Give an exact copy of the lines of the records below, starting at the line containing "x=197, y=178" and running to the end.
*** Opening MATERIAL TO PROCESS ***
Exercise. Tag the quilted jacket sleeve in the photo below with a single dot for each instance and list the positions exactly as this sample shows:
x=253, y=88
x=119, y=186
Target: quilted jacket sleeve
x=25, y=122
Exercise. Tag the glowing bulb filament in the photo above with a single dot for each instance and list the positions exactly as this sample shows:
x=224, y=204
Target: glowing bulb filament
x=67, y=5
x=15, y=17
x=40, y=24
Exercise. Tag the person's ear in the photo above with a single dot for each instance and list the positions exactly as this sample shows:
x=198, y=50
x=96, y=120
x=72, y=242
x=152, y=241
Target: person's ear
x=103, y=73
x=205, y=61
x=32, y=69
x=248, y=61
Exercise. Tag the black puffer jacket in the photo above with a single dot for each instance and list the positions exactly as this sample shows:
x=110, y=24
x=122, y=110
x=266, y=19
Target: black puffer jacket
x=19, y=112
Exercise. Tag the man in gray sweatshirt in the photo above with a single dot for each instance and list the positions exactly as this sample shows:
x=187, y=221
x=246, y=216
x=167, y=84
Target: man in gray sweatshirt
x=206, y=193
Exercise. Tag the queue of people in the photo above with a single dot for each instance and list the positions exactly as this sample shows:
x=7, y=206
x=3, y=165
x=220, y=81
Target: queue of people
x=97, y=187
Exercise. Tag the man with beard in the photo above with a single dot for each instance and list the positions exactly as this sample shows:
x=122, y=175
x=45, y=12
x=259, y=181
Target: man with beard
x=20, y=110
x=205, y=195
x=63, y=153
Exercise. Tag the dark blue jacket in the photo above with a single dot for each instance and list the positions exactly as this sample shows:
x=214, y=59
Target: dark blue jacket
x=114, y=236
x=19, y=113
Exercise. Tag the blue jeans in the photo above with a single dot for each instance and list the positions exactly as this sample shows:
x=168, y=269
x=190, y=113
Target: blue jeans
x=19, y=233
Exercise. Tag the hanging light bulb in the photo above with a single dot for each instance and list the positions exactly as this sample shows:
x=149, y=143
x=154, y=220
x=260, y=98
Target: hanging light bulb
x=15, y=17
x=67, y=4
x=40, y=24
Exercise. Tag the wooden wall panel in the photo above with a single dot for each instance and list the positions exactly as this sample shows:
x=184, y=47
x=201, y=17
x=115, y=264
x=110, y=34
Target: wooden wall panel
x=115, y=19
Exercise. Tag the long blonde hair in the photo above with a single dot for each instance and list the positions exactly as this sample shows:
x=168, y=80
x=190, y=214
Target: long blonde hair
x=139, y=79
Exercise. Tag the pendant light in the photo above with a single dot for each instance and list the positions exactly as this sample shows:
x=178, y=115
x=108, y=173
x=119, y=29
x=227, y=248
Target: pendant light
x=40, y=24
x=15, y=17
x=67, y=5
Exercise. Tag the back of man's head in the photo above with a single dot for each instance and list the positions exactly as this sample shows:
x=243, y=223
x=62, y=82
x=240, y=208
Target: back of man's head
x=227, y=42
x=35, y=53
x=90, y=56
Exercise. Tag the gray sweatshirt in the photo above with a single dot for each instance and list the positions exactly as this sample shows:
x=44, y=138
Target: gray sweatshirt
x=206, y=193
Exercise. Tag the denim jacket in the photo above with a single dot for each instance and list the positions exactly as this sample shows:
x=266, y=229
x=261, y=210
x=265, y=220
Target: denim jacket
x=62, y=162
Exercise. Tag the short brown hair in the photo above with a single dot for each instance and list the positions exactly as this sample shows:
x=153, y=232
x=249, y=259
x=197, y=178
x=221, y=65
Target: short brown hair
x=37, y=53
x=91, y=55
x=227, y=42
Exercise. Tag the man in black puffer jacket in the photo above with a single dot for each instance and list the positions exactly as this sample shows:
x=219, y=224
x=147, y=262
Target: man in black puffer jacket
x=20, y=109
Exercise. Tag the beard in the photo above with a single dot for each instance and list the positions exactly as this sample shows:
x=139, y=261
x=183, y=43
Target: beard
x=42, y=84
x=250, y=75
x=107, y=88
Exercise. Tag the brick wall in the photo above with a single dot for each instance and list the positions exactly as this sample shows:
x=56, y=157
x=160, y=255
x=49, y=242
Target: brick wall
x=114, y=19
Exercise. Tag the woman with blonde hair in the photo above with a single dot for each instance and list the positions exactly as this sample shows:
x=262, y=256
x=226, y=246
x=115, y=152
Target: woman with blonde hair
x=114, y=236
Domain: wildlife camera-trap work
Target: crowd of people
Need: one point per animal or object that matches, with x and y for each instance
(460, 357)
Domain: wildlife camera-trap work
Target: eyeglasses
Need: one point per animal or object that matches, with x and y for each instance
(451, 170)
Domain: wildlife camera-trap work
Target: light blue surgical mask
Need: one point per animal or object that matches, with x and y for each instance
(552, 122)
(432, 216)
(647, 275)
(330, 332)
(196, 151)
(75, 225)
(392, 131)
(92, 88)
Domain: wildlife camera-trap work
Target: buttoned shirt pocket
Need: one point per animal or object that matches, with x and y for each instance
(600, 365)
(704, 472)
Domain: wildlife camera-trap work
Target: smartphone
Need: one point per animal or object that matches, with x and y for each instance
*** Closing MATERIAL TO PROCESS ***
## [YOUR SOLUTION]
x=197, y=178
x=221, y=65
Target: short brown hair
x=37, y=53
x=91, y=55
x=227, y=42
Exercise. Tag the man in black puffer jacket in the photo above with a single dot for each instance and list the positions exactly as this sample shows:
x=219, y=224
x=147, y=262
Target: man in black puffer jacket
x=20, y=109
Exercise. Tag the beard in the photo above with a single dot for each instance and list the positions exactly as this sample shows:
x=139, y=261
x=183, y=43
Target: beard
x=42, y=84
x=250, y=75
x=107, y=88
Exercise. Tag the brick wall in the photo above with a single dot for each instance and list the positions exactly as this sample shows:
x=56, y=157
x=160, y=255
x=49, y=242
Target: brick wall
x=114, y=19
Exercise. Tag the woman with blonde hair in the photo above with a single dot for each instance and list the positions exactly as this sample shows:
x=262, y=256
x=226, y=246
x=115, y=152
Target: woman with blonde hair
x=114, y=236
Domain: wildlife camera-trap work
Target: crowd of people
Need: one point per animal or object that matches, with x and y for each instance
(460, 357)
Domain: wildlife camera-trap work
Target: eyeglasses
Need: one point per animal or object that matches, with x and y for each instance
(451, 170)
Domain: wildlife camera-trap work
Target: light blue surgical mask
Need: one point per animal or object that matches, with x and y for each instance
(552, 122)
(432, 216)
(647, 275)
(330, 332)
(196, 151)
(75, 225)
(392, 131)
(92, 88)
Domain: wildlife camera-trap work
Target: buttoned shirt pocket
Need: one point per animal or object that matches, with x and y for each instance
(600, 365)
(704, 472)
Domain: wildlife camera-trap work
Target: smartphone
Need: one point per animal or object that matches, with x and y for each instance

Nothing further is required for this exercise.